---------- OPDRACHTITEMS
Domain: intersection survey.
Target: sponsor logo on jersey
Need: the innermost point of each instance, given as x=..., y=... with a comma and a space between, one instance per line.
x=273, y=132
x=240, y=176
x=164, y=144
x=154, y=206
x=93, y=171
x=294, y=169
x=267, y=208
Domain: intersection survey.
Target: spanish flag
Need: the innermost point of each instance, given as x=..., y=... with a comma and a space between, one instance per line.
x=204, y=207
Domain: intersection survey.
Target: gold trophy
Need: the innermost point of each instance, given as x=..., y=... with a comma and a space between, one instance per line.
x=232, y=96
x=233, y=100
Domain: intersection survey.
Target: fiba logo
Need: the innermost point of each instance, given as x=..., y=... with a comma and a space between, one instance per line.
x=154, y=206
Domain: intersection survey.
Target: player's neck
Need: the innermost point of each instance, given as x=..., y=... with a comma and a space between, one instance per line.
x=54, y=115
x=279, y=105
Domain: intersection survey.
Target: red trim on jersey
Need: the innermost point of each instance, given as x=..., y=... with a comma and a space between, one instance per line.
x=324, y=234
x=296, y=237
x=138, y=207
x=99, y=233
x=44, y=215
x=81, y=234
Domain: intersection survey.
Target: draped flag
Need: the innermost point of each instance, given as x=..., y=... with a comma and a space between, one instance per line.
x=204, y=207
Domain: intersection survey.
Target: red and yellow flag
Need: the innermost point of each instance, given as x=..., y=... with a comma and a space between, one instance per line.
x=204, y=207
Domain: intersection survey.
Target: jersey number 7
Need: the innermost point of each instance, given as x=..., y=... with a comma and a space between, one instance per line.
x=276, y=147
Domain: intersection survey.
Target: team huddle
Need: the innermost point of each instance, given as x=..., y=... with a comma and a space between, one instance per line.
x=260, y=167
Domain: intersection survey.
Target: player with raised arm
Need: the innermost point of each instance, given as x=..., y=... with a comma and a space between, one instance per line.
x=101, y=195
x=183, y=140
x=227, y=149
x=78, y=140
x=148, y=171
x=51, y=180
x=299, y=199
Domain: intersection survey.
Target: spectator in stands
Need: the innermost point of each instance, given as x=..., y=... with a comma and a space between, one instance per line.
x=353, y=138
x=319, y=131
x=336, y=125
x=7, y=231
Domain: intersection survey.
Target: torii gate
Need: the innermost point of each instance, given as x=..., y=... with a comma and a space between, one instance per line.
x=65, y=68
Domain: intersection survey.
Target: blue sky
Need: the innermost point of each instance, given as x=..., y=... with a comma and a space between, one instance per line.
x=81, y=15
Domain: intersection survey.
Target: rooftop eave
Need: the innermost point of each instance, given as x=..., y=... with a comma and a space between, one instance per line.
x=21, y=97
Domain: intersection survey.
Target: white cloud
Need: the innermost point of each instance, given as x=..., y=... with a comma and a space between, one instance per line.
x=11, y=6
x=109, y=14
--------------------
## DOEL
Schrijf alle items hierboven opnieuw uit en vervang daarbij elke keer "innermost" door "central". Laat al het andere ongewijzigd.

## VOLLEDIG ANTWOORD
Domain: intersection survey.
Target: sponsor logo on jersey
Need: the central point of each instance, given as x=..., y=... with a comma and a space between, one instance per line.
x=273, y=132
x=240, y=176
x=164, y=144
x=154, y=206
x=93, y=171
x=294, y=169
x=267, y=208
Domain: intersection survey.
Target: spanish flag
Need: the central point of each instance, given as x=..., y=... with a comma and a space between, one instance per line.
x=204, y=207
Domain: intersection survey.
Target: gold trophy
Need: the central point of each instance, given as x=..., y=... with a comma and a space between, one instance per line.
x=232, y=96
x=233, y=100
Domain: intersection survey.
Target: fiba logo
Need: the central point of each instance, given as x=..., y=... with a comma and a space between, one instance per line.
x=154, y=206
Domain: intersection survey.
Target: player's neck
Need: the central point of each instance, given as x=..., y=... with a comma and a space between, one instance per line.
x=54, y=115
x=279, y=105
Domain: intersection survey.
Target: red trim on jersey
Need: the central point of each instance, given as x=..., y=... with a comma and a space between, one instance per line.
x=324, y=234
x=296, y=237
x=138, y=207
x=99, y=233
x=44, y=215
x=81, y=234
Domain: intersection survey.
Target: draped flag
Need: the central point of each instance, given as x=..., y=... with a comma and a space between, one instance per line.
x=204, y=207
Domain: intersection survey.
Target: red and yellow flag
Need: the central point of each instance, given as x=..., y=... with a comma and a space between, one instance per line.
x=204, y=207
Domain: intersection survey.
Target: jersey number 7
Need: the central point of each instance, given as x=..., y=... with a comma and a space between, one instance per line.
x=276, y=147
Domain: intersection survey.
Target: team huddle
Need: the central point of each instance, given as x=..., y=... with a comma and a space between, one instance per line.
x=260, y=167
Domain: intersection survey.
Target: player with raised arm
Need: the central point of each instance, given as x=..., y=... with a comma and a space between, one instance per line.
x=101, y=195
x=183, y=140
x=227, y=149
x=78, y=140
x=148, y=171
x=51, y=180
x=299, y=199
Domain: intersection survey.
Target: spectator in stands
Need: the central point of each instance, given as x=..., y=... with a comma and a space between, one instance per line.
x=353, y=138
x=319, y=131
x=336, y=125
x=7, y=231
Domain: intersection survey.
Target: torii gate
Need: the central point of each instance, given as x=..., y=... with a comma and a space between, one instance per line.
x=65, y=68
Domain: intersection survey.
Target: blue sky
Need: the central point of each instance, given as x=..., y=... with a comma and a space between, one instance per line.
x=81, y=15
Domain: intersection survey.
Target: rooftop eave
Need: the central point of each instance, given as x=..., y=... with a comma and a space between, one instance per line.
x=21, y=97
Domain: intersection survey.
Target: white cloud
Need: the central point of each instance, given as x=..., y=... with a comma and a space between, one instance per line.
x=11, y=6
x=109, y=14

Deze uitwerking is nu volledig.